## Page excerpt
:::

Throughout the show there were subtle little things that should be caught early on on the editing process. Things that a former sailor would catch in a second. The little things like referring to United States Marines as soldiers. I’d even buy Naval Infantry – but soldiers? Pure ignorance. If they’d called the helicopters “vertical rigid heavier than air ships” I could tolerate it – but the myriad of silly little mistakes just overwhelmed me in the end.

It reminded me of some of the worst books I ever read. In the series (which shall remain nameless) the weapon of choice was a nuclear warhead tipped missile with a biological weapon insert. Think about that for just a few moments. Yeah, anthrax spores don’t do all that well at temperatures in excess of 5,000 degrees. But the author insisted that this made the missile that much more deadly – if the blast didn’t get you the spores would.

It’s right up there with having modern military units equipped with boarding axes only. Because they’re stealthy. Suppressed weapons anyone?

I would like to think that all of this could be avoided by quality checking the work with a good editor who knows the military. I’ve done more than one voice over script that needed to be edited. I never hesitated to bring it to the client. If they rejected my input that was up to them. But I tried.

You will not always catch the mistakes. Even someone with lots of experience will make a boo-boo occasionally. That’s just how life works. But you’d sure eliminate the worst of it by trying to get a handle on the topic before going to press/air with the thing. Which reminds me – there’s a national campaign right now for a big school that’s spending a pile of money on radio time. They have a very clever script – lots of jousting in it and fun plays on words. But they got too clever – they inserted a double negative that means their product (an educational institution) is guaranteed to fail to educate their students. Nice. No English professors on staff who could have read the script?

All I’m asking is that they try. Is that so much? It’s not like it’s a blog that you dash off every day or two. Trust me, editing is minimal around here due to time constraints.

What pet peeve in writing/television drives you over the edge?

:::

## Directions for this task
Retype the stretch of the blog post on editing mistakes from "I would like" through "But I tried.", word for word.

:::

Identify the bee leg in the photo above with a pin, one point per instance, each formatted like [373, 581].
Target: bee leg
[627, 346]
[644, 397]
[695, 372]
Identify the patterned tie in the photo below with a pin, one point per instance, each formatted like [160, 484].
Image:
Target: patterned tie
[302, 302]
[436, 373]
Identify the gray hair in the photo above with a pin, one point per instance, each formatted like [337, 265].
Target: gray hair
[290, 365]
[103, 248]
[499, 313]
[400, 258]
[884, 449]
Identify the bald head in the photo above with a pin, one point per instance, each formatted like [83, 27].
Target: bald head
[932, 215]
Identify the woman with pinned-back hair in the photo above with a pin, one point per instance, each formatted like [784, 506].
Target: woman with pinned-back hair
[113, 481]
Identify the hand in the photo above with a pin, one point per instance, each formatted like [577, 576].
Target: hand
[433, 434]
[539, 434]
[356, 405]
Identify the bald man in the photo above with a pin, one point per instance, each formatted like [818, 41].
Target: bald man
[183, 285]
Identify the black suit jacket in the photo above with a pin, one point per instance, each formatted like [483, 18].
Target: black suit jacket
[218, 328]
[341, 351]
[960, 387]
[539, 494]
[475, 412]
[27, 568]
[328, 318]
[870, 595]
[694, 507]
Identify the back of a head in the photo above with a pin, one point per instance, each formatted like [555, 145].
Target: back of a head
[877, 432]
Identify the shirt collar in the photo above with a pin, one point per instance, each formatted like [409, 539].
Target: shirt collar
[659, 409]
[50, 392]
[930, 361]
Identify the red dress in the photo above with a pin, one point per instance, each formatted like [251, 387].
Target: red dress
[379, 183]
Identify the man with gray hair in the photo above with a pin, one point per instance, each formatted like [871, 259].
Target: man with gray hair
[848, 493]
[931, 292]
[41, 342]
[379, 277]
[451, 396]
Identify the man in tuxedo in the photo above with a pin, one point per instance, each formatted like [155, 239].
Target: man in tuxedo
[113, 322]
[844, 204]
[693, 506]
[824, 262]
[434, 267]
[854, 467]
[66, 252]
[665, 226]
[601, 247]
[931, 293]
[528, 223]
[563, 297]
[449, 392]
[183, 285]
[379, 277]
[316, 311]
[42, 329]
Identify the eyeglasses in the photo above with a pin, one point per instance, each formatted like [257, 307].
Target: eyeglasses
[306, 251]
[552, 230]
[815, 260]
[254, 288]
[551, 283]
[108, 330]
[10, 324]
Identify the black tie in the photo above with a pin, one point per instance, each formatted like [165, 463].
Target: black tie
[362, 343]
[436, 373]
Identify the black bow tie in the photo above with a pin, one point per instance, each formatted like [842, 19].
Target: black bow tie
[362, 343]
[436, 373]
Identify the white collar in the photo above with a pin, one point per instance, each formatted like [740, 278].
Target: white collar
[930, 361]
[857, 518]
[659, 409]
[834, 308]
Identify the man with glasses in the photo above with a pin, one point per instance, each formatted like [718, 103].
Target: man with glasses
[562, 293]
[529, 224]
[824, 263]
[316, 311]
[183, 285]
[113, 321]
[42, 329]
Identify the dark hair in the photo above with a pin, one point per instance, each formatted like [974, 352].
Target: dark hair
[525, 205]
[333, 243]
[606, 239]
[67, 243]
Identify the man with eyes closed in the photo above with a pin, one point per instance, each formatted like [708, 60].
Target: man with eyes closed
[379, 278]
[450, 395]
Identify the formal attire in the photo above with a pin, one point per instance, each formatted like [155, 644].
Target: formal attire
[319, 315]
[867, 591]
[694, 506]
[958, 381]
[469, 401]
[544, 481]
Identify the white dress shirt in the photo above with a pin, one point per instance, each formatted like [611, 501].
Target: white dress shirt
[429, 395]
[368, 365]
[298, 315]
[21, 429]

:::

## Response to this task
I would like to think that all of this could be avoided by quality checking the work with a good editor who knows the military. I’ve done more than one voice over script that needed to be edited. I never hesitated to bring it to the client. If they rejected my input that was up to them. But I tried.